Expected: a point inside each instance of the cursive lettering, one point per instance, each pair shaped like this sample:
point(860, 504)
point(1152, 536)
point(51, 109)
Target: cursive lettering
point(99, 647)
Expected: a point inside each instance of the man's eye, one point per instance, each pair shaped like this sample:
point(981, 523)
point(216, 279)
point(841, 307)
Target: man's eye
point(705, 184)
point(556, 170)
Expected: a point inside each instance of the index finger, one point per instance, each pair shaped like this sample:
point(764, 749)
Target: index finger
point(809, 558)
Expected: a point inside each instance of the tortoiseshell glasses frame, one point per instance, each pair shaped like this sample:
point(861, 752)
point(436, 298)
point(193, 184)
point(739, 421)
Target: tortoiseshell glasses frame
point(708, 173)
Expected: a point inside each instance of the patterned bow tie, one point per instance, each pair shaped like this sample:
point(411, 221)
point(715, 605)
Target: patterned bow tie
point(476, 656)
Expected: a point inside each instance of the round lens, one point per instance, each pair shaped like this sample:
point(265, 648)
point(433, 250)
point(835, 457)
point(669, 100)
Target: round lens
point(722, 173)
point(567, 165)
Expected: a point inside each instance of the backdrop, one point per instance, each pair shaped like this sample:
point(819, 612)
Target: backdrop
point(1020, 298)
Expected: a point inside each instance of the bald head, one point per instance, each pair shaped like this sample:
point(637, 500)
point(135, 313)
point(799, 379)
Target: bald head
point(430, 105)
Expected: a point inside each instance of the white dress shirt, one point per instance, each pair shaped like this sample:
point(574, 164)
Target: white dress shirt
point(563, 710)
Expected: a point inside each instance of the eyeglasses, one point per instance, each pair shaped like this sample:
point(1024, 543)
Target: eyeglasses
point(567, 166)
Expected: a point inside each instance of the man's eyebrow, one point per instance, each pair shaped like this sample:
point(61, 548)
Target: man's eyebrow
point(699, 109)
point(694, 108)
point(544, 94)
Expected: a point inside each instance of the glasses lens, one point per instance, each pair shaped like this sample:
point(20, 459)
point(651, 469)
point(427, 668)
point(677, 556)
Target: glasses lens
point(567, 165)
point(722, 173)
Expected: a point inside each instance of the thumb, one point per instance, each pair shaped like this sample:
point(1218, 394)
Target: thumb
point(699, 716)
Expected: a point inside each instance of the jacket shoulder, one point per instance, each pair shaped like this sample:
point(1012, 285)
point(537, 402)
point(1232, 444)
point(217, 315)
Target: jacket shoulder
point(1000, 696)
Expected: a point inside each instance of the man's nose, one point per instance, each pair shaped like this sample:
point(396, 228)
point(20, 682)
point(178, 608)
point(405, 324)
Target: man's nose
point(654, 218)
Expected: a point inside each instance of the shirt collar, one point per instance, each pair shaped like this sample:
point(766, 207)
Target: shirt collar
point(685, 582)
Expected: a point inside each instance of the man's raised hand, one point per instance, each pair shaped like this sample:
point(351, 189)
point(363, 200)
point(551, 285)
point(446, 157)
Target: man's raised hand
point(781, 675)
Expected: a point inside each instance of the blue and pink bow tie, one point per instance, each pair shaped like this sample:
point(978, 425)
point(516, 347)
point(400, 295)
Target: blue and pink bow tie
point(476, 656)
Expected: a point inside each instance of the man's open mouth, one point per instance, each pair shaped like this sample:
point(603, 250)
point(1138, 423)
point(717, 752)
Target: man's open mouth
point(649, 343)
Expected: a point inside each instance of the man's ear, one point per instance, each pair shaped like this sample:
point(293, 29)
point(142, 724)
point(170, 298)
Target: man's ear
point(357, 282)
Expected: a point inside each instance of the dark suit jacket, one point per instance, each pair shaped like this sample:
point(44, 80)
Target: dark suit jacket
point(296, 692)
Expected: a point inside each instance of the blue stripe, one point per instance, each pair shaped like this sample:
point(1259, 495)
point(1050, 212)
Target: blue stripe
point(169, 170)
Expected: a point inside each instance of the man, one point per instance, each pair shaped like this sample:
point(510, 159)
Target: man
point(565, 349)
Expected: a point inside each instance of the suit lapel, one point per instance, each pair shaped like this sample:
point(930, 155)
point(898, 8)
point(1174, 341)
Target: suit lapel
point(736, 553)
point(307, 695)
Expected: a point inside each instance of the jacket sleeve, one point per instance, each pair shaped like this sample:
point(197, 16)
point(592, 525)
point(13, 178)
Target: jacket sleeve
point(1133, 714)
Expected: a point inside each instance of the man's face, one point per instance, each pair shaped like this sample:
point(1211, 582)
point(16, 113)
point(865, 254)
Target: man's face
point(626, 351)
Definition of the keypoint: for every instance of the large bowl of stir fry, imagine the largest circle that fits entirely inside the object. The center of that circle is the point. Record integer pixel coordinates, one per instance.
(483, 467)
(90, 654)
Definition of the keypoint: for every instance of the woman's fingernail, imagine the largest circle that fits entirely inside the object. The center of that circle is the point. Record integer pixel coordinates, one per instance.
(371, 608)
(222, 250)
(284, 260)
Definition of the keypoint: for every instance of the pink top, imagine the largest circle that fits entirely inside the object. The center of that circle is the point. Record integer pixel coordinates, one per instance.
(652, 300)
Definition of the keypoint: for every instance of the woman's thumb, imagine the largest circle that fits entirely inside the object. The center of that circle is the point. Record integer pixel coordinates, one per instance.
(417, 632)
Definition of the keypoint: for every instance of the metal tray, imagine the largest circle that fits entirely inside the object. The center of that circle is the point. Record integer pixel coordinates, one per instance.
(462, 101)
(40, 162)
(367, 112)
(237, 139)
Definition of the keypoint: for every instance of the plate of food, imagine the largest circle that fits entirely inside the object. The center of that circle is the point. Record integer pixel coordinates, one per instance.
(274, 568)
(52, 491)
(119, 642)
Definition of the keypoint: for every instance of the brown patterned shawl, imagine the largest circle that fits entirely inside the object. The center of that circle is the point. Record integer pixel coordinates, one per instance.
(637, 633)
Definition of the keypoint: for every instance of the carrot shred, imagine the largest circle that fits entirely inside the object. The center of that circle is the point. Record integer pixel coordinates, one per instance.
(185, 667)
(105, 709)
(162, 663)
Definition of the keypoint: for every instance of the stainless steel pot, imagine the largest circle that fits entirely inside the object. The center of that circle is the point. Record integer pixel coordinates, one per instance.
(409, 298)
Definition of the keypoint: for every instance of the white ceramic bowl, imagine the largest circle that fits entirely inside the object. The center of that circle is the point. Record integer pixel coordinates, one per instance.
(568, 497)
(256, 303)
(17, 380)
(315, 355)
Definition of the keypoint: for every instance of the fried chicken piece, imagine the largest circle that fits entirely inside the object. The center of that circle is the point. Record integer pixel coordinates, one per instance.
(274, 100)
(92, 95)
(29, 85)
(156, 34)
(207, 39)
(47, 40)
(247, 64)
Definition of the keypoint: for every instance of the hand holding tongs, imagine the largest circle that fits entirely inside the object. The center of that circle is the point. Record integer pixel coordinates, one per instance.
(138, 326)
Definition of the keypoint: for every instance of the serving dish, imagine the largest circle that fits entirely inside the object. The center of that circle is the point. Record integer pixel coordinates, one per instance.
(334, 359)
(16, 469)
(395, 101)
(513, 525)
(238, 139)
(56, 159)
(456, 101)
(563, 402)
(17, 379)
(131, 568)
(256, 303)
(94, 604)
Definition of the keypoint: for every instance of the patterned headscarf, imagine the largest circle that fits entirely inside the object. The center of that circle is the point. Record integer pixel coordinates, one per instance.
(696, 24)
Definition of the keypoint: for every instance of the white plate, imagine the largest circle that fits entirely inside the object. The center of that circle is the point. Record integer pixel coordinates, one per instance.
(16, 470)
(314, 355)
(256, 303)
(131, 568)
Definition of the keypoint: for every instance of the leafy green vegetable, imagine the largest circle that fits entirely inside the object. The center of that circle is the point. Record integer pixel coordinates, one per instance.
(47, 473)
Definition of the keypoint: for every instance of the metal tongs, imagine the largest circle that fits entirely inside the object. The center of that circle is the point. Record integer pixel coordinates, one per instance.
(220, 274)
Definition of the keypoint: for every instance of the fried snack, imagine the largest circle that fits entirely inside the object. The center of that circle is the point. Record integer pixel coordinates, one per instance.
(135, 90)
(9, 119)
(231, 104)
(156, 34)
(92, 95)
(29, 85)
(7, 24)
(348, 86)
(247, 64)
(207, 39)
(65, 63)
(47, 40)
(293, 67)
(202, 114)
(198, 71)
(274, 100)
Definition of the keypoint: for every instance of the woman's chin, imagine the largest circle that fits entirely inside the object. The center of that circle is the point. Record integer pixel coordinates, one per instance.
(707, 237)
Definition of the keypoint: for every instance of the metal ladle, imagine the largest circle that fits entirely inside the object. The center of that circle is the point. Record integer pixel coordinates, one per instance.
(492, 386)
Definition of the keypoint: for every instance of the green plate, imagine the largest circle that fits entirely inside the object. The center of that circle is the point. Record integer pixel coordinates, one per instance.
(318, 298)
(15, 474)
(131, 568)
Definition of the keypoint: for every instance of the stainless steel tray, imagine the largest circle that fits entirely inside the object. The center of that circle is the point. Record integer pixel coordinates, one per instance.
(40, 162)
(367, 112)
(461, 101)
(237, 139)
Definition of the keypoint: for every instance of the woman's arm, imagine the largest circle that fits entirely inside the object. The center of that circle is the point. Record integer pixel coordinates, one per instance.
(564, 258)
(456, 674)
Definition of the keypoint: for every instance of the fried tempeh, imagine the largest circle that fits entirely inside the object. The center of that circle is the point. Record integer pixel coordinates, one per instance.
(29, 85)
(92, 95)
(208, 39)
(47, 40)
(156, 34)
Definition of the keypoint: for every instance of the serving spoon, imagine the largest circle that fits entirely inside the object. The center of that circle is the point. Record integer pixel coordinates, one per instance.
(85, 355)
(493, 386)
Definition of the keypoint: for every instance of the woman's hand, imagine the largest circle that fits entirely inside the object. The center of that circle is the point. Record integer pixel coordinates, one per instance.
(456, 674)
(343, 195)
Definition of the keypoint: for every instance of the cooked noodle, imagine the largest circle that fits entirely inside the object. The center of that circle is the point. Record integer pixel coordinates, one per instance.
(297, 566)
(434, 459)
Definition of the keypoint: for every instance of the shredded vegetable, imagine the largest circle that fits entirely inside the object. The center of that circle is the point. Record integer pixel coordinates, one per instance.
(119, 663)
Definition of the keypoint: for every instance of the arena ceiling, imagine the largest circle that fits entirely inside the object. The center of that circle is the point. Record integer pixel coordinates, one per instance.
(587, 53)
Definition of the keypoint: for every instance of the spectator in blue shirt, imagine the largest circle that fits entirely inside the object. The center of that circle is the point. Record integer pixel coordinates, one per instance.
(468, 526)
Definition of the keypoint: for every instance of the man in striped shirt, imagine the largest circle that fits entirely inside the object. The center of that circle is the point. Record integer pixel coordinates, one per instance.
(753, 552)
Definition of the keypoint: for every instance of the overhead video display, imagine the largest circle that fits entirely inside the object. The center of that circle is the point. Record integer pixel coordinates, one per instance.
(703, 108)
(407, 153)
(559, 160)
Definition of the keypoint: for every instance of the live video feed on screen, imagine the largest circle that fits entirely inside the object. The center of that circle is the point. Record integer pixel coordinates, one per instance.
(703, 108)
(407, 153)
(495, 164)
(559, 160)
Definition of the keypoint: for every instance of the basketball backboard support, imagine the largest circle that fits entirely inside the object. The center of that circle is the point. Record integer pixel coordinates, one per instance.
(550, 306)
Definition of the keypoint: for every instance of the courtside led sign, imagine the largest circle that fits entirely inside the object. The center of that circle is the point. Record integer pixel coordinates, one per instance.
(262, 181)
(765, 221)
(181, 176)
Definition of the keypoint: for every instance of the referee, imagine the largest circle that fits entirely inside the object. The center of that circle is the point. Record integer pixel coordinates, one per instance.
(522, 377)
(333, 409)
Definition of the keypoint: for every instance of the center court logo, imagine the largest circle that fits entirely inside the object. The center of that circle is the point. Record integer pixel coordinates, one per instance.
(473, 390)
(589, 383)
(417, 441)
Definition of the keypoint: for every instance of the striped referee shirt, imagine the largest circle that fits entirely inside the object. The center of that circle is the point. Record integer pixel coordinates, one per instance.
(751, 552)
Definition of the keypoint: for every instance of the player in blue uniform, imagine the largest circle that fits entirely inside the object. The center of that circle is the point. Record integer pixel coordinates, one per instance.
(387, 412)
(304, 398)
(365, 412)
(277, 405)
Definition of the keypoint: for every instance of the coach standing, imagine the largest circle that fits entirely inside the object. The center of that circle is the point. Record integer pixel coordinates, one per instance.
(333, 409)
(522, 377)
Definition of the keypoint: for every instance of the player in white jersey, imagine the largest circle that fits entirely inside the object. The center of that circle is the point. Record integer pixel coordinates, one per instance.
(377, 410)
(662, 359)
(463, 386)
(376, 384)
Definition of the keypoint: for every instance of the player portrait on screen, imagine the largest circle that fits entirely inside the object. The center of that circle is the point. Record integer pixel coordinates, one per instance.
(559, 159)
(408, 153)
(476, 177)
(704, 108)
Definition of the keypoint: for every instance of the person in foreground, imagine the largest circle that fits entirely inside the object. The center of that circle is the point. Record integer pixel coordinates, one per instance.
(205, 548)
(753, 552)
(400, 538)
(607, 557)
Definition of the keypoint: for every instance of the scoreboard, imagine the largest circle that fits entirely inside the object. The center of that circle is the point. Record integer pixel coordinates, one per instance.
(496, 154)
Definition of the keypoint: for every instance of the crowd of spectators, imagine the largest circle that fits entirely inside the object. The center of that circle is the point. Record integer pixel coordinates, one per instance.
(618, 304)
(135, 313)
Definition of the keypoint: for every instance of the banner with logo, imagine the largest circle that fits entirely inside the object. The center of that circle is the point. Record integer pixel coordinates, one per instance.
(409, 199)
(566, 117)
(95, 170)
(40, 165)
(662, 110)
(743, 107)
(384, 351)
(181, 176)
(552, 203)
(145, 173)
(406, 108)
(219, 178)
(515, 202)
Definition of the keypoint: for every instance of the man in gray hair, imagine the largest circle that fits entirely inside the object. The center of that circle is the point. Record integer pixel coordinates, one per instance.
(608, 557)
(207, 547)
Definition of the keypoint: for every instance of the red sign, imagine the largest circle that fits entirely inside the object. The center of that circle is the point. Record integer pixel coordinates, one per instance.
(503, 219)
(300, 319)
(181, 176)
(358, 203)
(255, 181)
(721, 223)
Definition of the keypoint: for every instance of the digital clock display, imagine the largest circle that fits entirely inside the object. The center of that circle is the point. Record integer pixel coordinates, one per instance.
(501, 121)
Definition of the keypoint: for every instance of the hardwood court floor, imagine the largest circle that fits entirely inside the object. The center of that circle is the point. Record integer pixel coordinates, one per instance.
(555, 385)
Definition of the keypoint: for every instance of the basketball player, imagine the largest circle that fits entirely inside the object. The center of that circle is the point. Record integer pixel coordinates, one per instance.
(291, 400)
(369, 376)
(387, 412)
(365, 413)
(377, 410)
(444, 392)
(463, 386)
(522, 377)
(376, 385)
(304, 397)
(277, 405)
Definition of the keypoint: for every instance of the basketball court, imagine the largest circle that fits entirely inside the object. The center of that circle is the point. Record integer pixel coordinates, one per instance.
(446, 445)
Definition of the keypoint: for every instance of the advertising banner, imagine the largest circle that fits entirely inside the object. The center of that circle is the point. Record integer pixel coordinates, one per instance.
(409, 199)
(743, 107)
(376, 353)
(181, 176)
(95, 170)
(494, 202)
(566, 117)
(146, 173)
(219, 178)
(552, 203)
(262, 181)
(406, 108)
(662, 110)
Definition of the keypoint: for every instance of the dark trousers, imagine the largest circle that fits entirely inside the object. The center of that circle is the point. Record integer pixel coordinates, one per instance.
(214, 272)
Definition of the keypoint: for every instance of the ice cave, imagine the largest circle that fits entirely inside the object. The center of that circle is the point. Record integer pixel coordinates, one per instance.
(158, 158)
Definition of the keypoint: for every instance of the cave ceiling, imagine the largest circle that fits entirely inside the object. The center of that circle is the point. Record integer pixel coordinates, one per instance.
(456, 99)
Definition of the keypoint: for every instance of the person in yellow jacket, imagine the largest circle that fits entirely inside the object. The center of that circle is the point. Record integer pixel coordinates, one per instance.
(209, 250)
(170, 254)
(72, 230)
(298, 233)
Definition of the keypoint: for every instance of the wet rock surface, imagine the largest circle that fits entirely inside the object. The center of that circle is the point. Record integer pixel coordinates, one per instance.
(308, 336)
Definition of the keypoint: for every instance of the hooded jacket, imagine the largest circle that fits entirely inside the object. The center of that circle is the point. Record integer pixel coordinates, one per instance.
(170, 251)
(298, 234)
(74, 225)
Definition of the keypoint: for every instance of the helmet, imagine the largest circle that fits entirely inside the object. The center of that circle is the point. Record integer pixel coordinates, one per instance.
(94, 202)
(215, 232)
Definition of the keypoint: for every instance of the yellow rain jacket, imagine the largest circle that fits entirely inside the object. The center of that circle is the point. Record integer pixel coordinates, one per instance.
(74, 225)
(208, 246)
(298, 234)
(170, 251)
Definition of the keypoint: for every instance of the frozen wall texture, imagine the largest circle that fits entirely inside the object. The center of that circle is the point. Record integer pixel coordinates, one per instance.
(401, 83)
-=-=-
## Task objective
Can you render the entries above as a numbered list, starting from their first line and running through the line containing "point(99, 647)", including both of those lines and leaving out any blank lines?

## Expected output
1. Expected: a point inside each instance of the cursive lettering, one point per instance, each pair shaped like this sample:
2. point(860, 504)
3. point(1152, 536)
4. point(51, 109)
5. Target: cursive lettering
6. point(99, 647)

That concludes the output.